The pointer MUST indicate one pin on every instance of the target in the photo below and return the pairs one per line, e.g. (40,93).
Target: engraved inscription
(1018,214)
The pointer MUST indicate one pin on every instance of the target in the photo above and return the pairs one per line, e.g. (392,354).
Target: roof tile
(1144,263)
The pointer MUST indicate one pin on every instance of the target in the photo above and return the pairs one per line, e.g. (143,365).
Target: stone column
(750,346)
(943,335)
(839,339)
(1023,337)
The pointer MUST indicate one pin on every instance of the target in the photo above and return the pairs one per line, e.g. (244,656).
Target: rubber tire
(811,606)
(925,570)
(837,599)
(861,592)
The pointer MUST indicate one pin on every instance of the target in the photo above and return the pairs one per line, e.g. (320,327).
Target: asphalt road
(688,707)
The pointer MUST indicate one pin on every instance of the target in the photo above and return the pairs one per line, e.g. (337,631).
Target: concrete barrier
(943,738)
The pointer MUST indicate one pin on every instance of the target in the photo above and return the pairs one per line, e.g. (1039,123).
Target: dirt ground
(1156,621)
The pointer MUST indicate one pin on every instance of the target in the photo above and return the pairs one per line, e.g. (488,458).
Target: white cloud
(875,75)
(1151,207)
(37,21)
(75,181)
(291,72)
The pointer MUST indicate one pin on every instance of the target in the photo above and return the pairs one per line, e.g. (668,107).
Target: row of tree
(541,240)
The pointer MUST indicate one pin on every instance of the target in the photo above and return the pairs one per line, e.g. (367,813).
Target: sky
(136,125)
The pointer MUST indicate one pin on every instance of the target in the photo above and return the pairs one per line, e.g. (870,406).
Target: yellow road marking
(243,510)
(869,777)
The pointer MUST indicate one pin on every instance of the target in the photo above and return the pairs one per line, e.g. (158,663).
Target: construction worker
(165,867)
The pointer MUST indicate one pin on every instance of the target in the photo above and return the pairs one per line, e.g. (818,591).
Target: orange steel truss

==*==

Recast the entries as a Markdown table with the columns "Row" and "Text," beginning with the line that contains "line, e.g. (818,591)." and running through the end of the entries, with blank lines omitted.

| Row | Text |
|---|---|
| 1 | The pointer MUST indicate one pin on every instance of the target in the photo above and return the pairs one per line, e.g. (818,591). |
| 2 | Target: orange steel truss |